Point-per-instance localization data
= = = = =

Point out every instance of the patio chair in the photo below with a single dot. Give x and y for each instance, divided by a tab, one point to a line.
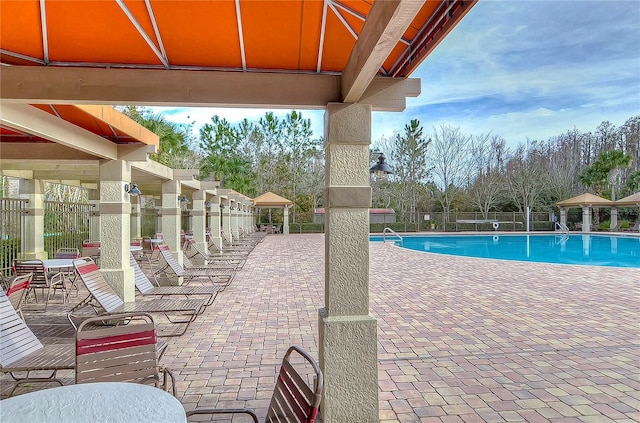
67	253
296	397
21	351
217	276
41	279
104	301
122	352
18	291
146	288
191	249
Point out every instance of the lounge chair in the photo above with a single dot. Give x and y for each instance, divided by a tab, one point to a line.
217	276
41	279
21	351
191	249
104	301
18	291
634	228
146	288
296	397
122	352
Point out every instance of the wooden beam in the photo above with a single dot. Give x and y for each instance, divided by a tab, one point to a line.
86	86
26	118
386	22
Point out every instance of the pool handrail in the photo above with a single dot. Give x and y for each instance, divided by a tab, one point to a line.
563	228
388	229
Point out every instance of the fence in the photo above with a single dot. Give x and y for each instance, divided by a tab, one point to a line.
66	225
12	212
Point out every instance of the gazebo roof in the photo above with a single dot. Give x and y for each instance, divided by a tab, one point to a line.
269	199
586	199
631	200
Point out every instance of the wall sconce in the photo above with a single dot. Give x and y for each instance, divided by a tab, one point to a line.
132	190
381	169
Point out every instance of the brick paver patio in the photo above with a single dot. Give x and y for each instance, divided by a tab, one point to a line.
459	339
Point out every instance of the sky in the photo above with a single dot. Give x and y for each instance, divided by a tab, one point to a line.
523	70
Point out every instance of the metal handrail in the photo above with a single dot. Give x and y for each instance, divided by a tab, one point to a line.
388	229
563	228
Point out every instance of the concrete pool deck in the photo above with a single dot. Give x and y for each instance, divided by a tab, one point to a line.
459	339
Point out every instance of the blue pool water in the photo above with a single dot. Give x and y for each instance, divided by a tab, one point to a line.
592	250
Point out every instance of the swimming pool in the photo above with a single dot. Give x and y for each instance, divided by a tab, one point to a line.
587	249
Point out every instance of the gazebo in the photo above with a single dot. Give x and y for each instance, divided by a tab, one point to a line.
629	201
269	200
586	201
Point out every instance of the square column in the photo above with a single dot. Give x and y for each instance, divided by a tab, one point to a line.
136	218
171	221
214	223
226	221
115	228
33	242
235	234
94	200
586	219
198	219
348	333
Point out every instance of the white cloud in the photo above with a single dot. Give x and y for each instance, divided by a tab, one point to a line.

= = = = =

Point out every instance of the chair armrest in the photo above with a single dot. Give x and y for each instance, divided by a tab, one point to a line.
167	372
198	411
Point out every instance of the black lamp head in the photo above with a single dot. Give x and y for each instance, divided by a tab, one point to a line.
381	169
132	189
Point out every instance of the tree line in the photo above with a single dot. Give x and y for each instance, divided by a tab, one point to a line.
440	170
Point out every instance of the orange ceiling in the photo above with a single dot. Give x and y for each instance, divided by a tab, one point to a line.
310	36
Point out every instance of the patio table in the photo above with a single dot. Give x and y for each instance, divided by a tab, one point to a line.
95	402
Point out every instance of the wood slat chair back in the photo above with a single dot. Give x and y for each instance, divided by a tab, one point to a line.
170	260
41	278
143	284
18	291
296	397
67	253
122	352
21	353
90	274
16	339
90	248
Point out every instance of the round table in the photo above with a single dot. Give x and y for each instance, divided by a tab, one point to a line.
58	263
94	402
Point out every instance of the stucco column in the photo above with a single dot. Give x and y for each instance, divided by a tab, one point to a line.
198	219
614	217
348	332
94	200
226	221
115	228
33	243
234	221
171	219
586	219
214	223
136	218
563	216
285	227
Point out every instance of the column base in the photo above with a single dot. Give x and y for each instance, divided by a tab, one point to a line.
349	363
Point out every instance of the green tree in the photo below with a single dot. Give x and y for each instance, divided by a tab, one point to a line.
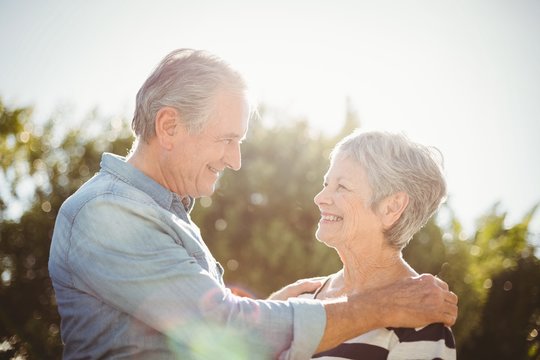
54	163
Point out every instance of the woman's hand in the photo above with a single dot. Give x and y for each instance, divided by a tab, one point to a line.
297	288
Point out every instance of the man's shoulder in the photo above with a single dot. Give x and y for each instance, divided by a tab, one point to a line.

= = = = =

## EXERCISE PROMPT
The lines to extract from the data above begin with the line containing "Point out every instance of the brick" and end with the line containing "Point out every instance of the white". Extract them exactly, including both.

## EXERCISE RESULT
Point out every instance of the brick paver patio in the photo above with a single dot. Give x and y for each instance, divided by a tab, one point to a line.
459	339
Point out every instance of the sky in the photo above with a single dot. Give x and y for each instance, divided by a tab, one point to a line.
523	70
Point out every instance of the metal handrail in the photo above with a single dot. Give x and y for each instance, divided by a tab, one point to a line.
388	229
563	228
Point out every instance of the concrete pool deck in the photo above with a single dot. Give x and y for each instance, divided by a tab, one point to a line.
459	339
Point out every instance of the blue pool water in the photo above with a single dot. Give x and y for each instance, divided by a tab, one point to a line.
592	250
Point out every instance of the swimming pool in the photo above with a single dot. Give x and y for each instance, divided by a tab, one point to a line.
587	249
Point out every instance of the gazebo in the photo above with a single dot. Give x and y for each instance, divided by a tab, one point to a line.
629	201
269	200
586	201
Point out every instance of the square column in the photo above with a single dot. Give x and y for each instance, divided by a tab, one point to a line.
136	218
171	221
214	223
226	221
115	228
33	242
235	234
94	200
586	219
198	219
348	333
Point out every instance of the white cloud in the photo above with a single dot. Give x and y for each instance, divided by a tab, one point to a line.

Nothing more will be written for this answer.